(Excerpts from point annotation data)

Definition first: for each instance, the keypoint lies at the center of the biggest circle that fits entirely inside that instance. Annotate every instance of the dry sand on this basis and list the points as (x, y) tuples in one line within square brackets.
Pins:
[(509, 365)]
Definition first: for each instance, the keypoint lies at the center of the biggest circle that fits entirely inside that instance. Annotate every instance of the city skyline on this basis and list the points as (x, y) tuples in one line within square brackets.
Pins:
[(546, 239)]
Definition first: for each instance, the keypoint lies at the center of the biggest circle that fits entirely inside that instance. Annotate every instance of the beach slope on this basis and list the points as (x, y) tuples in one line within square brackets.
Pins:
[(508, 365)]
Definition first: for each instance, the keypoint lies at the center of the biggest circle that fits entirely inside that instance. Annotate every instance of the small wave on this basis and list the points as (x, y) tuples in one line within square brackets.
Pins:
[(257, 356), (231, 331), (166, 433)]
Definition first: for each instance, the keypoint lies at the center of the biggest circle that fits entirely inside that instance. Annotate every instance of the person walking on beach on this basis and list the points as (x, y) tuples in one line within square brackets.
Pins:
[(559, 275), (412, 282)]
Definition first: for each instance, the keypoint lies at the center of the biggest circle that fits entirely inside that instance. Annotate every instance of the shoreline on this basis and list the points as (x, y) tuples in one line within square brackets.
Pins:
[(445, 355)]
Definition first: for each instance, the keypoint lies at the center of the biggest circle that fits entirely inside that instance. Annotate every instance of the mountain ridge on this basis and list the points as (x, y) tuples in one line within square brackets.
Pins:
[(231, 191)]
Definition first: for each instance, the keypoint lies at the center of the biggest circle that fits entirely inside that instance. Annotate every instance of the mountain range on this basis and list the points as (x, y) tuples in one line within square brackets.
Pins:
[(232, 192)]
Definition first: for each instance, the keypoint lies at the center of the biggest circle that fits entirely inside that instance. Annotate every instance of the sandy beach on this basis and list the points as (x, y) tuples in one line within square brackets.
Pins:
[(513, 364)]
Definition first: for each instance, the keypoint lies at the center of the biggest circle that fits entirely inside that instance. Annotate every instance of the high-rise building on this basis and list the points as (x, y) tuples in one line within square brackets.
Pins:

* EXERCISE DETAILS *
Render every line of the entries above as a JSON list of strings, one string per line, leaving out any blank lines.

* ANSWER *
[
  "Definition first: for each instance, the keypoint lies at the center of the biggest circle that fits entirely inside that instance. Annotate every instance of the dry sand on this basis and list the points as (x, y) tuples in one line within square brackets.",
  "Pins:",
  "[(509, 365)]",
  "Definition first: for each instance, the keypoint lies at the center of the biggest circle that fits entirely inside that instance. Annotate every instance of the city skyline on this basis and list the points as (x, y) tuples in one line within square brackets.",
  "Pins:",
  "[(546, 239)]",
  "Definition first: for each instance, the keypoint lies at the center of the biggest circle that fits entirely inside that instance. Annotate every instance of the beach slope on this basis and list the points as (x, y) tuples in one line within square brackets.",
  "Pins:",
  "[(508, 365)]",
  "Definition first: for each instance, the keypoint lies at the center of the biggest circle that fits entirely inside that instance. Annotate every instance of the small wave on this basis and list the points as (x, y) tuples in one line within square brackets.",
  "Pins:",
  "[(257, 356), (231, 331), (166, 433)]",
  "Definition first: for each instance, the keypoint lies at the center of the biggest circle that fits entirely inside that instance. Annotate every instance of the person walking on beach on this basis and list the points as (x, y) tuples in one line within square brackets.",
  "Pins:",
  "[(559, 275), (412, 282)]",
  "Definition first: for each instance, the keypoint lies at the center of the biggest circle that fits entirely inside that instance. Annotate every instance of the shoreline on this basis and list the points as (x, y) tuples in one line within square brackets.",
  "Pins:",
  "[(445, 355)]",
  "Definition first: for each instance, the keypoint lies at the center of the biggest circle that fits entirely inside that instance. Annotate every instance of the mountain ridge on this basis and list the points as (x, y) tuples in one line within square brackets.",
  "Pins:",
  "[(231, 191)]",
  "Definition first: for each instance, the keypoint lies at the center of the biggest circle that fits entirely inside that instance. Annotate every instance of the mountain range on this basis and list the points as (x, y) tuples in one line within square brackets.",
  "Pins:",
  "[(232, 192)]",
  "Definition first: for each instance, the keypoint lies at the center of the biggest circle that fits entirely inside that instance. Annotate every instance of the sandy beach on this basis and list the points as (x, y) tuples in one line within square brackets.",
  "Pins:",
  "[(513, 364)]",
  "Definition first: for each instance, the keypoint lies at the center of the biggest circle that fits entirely inside that instance. Annotate every instance of the high-rise building on this basis and list the points as (x, y) tuples in one line within square brackets.",
  "Pins:"
]